◆ **SOURCE PASSAGE**:
Beck (Rollo Howard and Ida Menzies) collection, 1885-1985

Collection context

Summary

Creators:
Beck, Ida Menzies, 1883-1970 and Beck, Rollo Howard, 1870-1950
Abstract:
Consists of papers relating to Rollo Beck's life, primarily but not exclusively his life as a collector. Included are papers relating to expeditions to the Galápagos (5 starts, 4 completed trips), South America and parts of the Caribbean, the South Seas, and Alaska (two trips). The collection includes negatives, prints and lantern slides of his travels, as well some of his life as a farmer.
Extent:
17.88 Cubic feet 1 records center carton, 52 archives boxes (some oversize, some glass negative boxes), 1 rolled item
Language:
Materials are in English.
Preferred citation:

Rollo Howard and Ida Menzies Beck papers, California Academy of Sciences Library, San Francisco, CA

Background

Scope and content:

Consists of papers relating to Rollo Beck's life, primarily but not exclusively his life as a collector. Included are papers relating to expeditions to the Galápagos (5 starts, 4 completed trips), South America and parts of the Caribbean, the South Seas, and Alaska (two trips). The collection includes negatives, prints and lantern slides of his travels, as well some of his life as a farmer.

Biographical / historical:

Rollo Howard Beck was born August 26, 1870, in Los Gatos, California. When he was six, his family moved a few miles to Berryessa, now a district of San Jose, California. Over an active career that lasted nearly 60 years, Beck became the best known bird and reptile collector of the time, despite having only completed school through part of eighth grade.

◆ **SET OF TASKS**:
• A. In the Beck collection finding aid, reproduce word for word the passage starting with "Rollo Howard Beck" and going on through "of eighth grade.".
• B. According to the Beck collection finding aid, in what town was Rollo Howard Beck born?

◆ **LISTED ENTRIES**:
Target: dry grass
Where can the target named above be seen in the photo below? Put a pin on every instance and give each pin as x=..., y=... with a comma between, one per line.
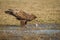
x=47, y=11
x=11, y=36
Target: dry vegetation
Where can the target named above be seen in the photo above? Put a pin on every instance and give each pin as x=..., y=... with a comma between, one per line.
x=47, y=11
x=11, y=36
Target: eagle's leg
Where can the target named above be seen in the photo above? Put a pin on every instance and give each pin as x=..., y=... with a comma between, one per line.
x=23, y=23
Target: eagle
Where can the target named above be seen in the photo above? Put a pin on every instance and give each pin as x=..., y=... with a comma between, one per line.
x=21, y=15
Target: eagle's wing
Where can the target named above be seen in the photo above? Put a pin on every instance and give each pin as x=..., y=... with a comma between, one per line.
x=23, y=22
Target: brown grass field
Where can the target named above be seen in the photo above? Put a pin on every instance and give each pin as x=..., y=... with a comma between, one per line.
x=47, y=11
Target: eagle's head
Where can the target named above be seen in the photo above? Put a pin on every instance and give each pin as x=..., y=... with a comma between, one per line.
x=9, y=11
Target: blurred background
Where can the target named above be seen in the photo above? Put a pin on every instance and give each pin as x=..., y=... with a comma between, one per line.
x=47, y=11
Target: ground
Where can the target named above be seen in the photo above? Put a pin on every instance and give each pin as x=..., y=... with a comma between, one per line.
x=47, y=11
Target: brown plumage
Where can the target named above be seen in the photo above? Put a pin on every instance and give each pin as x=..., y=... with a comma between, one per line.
x=21, y=15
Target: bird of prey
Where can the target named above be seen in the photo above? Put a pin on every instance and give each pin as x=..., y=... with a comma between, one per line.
x=21, y=15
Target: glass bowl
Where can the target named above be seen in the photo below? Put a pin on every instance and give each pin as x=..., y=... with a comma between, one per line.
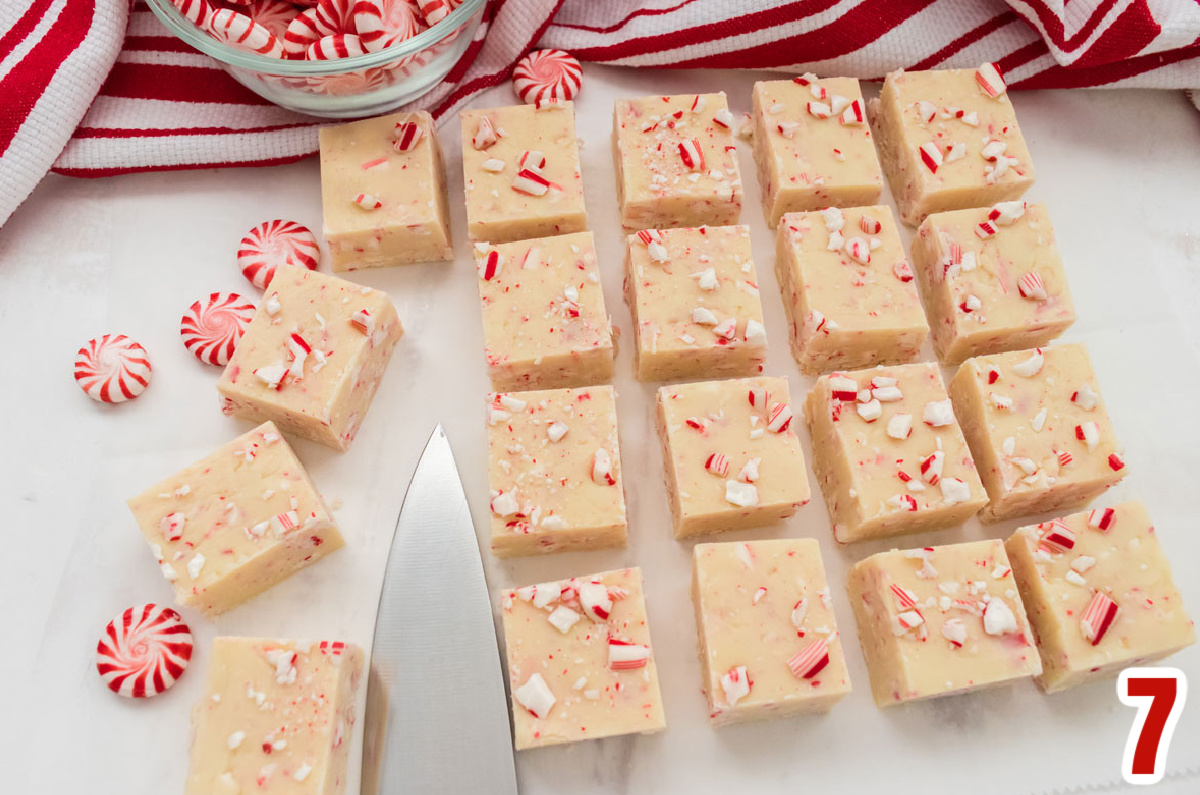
x=349, y=87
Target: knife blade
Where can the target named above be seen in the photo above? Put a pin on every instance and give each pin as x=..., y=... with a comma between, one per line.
x=437, y=717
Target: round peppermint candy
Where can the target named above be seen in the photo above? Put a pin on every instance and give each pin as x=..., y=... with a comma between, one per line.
x=198, y=12
x=335, y=16
x=383, y=23
x=547, y=75
x=112, y=369
x=239, y=30
x=143, y=651
x=273, y=15
x=329, y=48
x=273, y=244
x=213, y=327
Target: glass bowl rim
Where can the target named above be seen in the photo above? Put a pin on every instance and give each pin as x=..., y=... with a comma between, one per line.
x=183, y=28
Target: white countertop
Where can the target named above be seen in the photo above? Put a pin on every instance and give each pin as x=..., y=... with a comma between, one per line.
x=1120, y=173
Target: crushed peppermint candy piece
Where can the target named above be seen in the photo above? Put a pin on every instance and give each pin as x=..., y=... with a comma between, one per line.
x=535, y=695
x=955, y=632
x=172, y=526
x=957, y=150
x=954, y=490
x=1099, y=615
x=491, y=266
x=993, y=150
x=531, y=183
x=601, y=467
x=726, y=329
x=931, y=156
x=939, y=413
x=853, y=115
x=595, y=601
x=1090, y=434
x=408, y=135
x=749, y=472
x=779, y=418
x=1031, y=286
x=1085, y=396
x=931, y=467
x=532, y=159
x=858, y=250
x=718, y=464
x=1059, y=537
x=485, y=135
x=691, y=155
x=1005, y=213
x=563, y=619
x=843, y=388
x=366, y=202
x=624, y=656
x=505, y=504
x=363, y=321
x=707, y=279
x=557, y=430
x=820, y=109
x=271, y=375
x=811, y=659
x=1102, y=519
x=743, y=495
x=900, y=425
x=834, y=219
x=870, y=411
x=997, y=617
x=990, y=81
x=1031, y=366
x=736, y=685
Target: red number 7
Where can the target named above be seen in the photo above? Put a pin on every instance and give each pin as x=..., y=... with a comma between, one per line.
x=1159, y=694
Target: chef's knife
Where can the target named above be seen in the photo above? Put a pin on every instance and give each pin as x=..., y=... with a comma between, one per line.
x=437, y=716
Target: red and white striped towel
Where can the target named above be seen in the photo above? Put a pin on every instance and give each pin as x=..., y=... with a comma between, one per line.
x=165, y=106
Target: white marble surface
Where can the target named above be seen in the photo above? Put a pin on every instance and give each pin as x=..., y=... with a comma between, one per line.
x=1120, y=173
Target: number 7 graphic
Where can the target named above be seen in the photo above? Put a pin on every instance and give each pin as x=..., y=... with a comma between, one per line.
x=1159, y=694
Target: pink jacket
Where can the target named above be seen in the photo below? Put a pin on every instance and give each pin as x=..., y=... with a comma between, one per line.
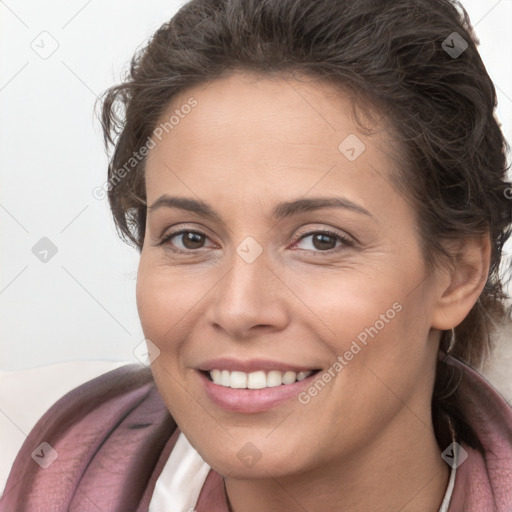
x=114, y=434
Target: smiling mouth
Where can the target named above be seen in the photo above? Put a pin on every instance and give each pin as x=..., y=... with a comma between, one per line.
x=256, y=380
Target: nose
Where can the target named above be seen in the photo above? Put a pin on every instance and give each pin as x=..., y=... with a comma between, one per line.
x=249, y=300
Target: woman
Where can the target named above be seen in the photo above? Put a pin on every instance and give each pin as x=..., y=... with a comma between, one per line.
x=317, y=191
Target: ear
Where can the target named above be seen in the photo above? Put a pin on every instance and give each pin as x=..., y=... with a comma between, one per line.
x=462, y=283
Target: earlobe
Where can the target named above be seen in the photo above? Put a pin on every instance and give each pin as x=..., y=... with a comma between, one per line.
x=462, y=284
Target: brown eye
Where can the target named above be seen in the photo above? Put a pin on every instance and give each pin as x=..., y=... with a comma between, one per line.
x=185, y=240
x=192, y=240
x=324, y=242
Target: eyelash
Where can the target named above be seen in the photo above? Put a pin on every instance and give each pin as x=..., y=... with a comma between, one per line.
x=339, y=238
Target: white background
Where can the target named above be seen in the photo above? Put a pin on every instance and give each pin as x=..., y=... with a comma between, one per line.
x=80, y=305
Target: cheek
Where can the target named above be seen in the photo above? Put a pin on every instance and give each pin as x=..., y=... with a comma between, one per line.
x=166, y=301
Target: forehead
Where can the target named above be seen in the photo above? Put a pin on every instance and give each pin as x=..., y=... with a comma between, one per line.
x=266, y=133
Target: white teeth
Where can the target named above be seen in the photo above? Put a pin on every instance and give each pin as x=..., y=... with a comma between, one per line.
x=256, y=380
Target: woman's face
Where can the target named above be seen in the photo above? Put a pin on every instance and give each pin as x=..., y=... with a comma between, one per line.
x=287, y=249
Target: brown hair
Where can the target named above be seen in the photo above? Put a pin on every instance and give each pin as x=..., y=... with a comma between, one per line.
x=395, y=52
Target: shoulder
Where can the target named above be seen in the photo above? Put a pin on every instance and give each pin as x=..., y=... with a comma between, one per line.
x=484, y=477
x=103, y=437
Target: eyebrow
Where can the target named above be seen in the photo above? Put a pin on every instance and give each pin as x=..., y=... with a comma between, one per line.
x=281, y=211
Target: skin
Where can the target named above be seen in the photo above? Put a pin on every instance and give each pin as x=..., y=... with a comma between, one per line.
x=366, y=441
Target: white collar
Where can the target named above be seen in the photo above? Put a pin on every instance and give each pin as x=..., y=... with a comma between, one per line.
x=179, y=485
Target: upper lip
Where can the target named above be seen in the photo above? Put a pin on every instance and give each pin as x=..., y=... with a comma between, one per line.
x=251, y=365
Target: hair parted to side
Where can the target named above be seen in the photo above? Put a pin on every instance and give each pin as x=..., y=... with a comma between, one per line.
x=388, y=51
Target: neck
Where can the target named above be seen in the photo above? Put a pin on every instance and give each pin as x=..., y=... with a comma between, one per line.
x=401, y=470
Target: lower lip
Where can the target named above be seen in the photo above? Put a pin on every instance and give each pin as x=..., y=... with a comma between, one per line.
x=252, y=400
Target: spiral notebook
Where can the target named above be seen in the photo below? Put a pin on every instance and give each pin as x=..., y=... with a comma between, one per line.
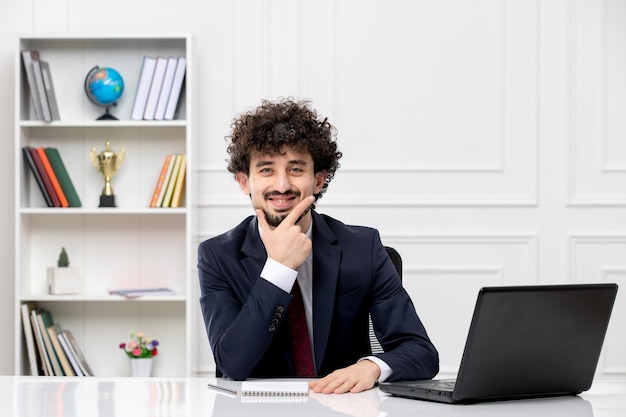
x=274, y=388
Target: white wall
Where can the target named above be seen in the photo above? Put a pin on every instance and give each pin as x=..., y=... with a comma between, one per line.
x=485, y=139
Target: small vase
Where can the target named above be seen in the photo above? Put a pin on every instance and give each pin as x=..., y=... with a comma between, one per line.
x=141, y=367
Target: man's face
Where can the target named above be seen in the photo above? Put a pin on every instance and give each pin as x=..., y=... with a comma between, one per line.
x=277, y=183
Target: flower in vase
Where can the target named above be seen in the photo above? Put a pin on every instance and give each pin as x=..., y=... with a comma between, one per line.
x=140, y=346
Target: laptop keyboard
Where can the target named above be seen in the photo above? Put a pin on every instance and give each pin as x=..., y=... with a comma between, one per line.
x=444, y=385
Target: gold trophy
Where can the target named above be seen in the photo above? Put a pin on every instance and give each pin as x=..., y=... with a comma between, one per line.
x=107, y=162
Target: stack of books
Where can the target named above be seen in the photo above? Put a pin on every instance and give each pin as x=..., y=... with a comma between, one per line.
x=52, y=350
x=51, y=176
x=170, y=185
x=159, y=88
x=41, y=87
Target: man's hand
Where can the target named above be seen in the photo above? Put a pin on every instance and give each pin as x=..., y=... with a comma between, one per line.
x=355, y=378
x=287, y=243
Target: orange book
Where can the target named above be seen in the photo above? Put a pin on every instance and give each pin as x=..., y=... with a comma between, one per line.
x=53, y=178
x=160, y=181
x=180, y=183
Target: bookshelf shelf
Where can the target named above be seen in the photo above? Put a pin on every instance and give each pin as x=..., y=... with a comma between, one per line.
x=130, y=245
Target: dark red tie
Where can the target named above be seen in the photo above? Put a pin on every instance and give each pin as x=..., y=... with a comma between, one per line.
x=300, y=343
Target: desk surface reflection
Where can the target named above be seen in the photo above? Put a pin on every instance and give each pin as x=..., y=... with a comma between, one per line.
x=121, y=397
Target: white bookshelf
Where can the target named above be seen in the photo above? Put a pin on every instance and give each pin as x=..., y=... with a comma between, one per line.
x=130, y=245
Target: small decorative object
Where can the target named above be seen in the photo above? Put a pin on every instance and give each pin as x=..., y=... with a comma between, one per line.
x=63, y=279
x=104, y=87
x=141, y=351
x=108, y=163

◆ **ANSWERS TO THE TASKS**:
• A.
Rollo Howard Beck was born August 26, 1870, in Los Gatos, California. When he was six, his family moved a few miles to Berryessa, now a district of San Jose, California. Over an active career that lasted nearly 60 years, Beck became the best known bird and reptile collector of the time, despite having only completed school through part of eighth grade.

• B. Los Gatos, California.